===== Study text
Tenki catches 2x more real bugs than any other AI reviewer. Here's the benchmark.

Hayssem Vazquez-Elsayedproduct

The corpus
How the data actually got produced
Why F1, not "did the tool catch one bug"
By severity
About those false positives
The takeaway

The question that matters about an AI code reviewer is unflattering, simple, and easy to dodge: how often does it actually catch the bug? Not how thoughtful its tone is. Not how nice the dashboards look. The bug. The one a human would have caught on a careful read of the diff. Did the reviewer find it, point at the right line, and explain why it matters?

So we built a benchmark to answer that, head to head, against the other AI code review tools people are actually using. This post walks through how it works, what it found, and why we sort the leaderboard by F1 instead of the per-PR catch rate most published benchmarks lead with.

TLDR: Tenki caught 84 out of 122 real bugs across 50 pull requests. The next-best reviewer caught 44. That is roughly twice the recall of the second-place tool, and it holds up across five different languages and five different codebases. The full leaderboard and per-PR breakdown is here. The rest of this post is why I trust that number.

The corpus

50 pull requests, each one a real, merged bug-fix from a public codebase, replayed in reverse so the bug is back in the diff. Five repositories, five languages:

cal.com (TypeScript)
sentry (Python)
grafana (Go)
keycloak (Java)
discourse (Ruby)
==========
===== Source data
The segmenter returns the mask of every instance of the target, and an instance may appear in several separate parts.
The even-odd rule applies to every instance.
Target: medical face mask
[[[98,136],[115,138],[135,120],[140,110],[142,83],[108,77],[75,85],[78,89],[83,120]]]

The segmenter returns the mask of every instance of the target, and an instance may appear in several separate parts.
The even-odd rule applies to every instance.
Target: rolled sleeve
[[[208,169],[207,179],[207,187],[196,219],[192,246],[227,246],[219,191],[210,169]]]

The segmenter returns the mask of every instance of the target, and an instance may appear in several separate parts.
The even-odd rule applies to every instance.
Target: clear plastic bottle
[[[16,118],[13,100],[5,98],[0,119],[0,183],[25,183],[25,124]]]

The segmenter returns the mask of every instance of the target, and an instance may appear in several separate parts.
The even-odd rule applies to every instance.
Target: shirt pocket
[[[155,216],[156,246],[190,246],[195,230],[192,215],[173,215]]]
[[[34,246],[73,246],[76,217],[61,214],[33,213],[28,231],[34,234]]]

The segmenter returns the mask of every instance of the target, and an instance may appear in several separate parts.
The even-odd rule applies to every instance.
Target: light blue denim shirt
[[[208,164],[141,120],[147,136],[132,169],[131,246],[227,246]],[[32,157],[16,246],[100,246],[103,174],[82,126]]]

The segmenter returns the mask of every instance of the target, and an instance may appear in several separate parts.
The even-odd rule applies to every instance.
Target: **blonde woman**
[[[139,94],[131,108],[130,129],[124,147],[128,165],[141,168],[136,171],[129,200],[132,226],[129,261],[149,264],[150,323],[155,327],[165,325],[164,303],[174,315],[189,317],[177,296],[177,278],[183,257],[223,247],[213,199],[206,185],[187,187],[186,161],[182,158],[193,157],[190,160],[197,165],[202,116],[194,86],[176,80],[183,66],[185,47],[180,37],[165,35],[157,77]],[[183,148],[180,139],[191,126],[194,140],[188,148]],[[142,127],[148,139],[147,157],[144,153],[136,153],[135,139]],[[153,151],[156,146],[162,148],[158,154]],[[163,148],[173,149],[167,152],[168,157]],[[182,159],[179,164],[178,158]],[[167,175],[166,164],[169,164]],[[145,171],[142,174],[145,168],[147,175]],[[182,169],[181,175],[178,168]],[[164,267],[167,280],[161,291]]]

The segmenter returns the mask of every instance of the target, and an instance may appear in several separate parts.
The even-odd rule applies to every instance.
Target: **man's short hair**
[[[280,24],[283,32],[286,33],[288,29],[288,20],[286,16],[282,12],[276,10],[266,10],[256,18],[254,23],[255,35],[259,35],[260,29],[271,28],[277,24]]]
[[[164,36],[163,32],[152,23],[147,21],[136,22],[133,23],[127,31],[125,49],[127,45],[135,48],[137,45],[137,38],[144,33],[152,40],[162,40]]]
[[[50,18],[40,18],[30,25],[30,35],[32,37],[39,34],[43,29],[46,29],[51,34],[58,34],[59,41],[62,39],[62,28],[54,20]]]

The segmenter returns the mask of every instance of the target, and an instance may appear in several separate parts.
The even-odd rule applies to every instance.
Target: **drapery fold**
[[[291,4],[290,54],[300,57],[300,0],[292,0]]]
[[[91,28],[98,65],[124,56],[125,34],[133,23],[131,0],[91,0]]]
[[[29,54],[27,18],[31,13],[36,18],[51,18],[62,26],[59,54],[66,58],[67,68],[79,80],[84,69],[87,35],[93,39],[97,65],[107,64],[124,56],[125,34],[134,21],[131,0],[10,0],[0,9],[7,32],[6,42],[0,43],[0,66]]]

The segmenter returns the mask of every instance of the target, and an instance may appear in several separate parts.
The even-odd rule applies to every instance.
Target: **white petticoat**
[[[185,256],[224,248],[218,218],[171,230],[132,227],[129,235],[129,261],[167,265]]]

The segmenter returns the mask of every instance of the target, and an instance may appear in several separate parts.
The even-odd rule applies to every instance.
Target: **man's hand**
==========
**What to work on**.
(A) From the post about the AI code reviewer benchmark, list each repository in the corpus together with its language.
(B) Write the next part of the post about the AI code reviewer benchmark, starting right after its list of repositories.

**Outputs for the tasks**.
(A)
cal.com (TypeScript)
sentry (Python)
grafana (Go)
keycloak (Java)
discourse (Ruby)

(B)
We pulled the PRs into a clean fork under the public codereview-benchmark GitHub org, where the corpus, judge prompts, scoring rubric, and raw verdicts are all open for inspection. The bug-introducing diff lives on a branch. Every reviewer sees the same code at the same SHA, with full repository context, default configuration. No custom rules, no per-repo tuning, no prompt engineering on our side to favor Tenki. We measure each tool as it ships, including ours.

Across those 50 PRs there are 122 distinct ground-truth findings. Each finding is a real bug in the diff with a written description: where it is, what triggers it, why it breaks. Some PRs have one bug. Some have eight or nine. The biggest is cal.com-1, which introduces nine separate regressions in a cache-key change. Each of those nine is scored independently.

How the data actually got produced

This was not a single tidy command-line run. It was an automated pipeline with agents running in parallel against different PRs, each handling its own retries, polling, and rate limits.

For every PR in the corpus, an agent did roughly this:

Picked up the next benchmark PR from the queue.
Replayed the bug-introducing diff into a fresh branch on the fork.
Opened a pull request against the fork's default branch.
Waited for each reviewer's bot to comment, polling for a while, then giving up gracefully if a tool went silent.
Pulled every review comment off the PR, attributed by bot login.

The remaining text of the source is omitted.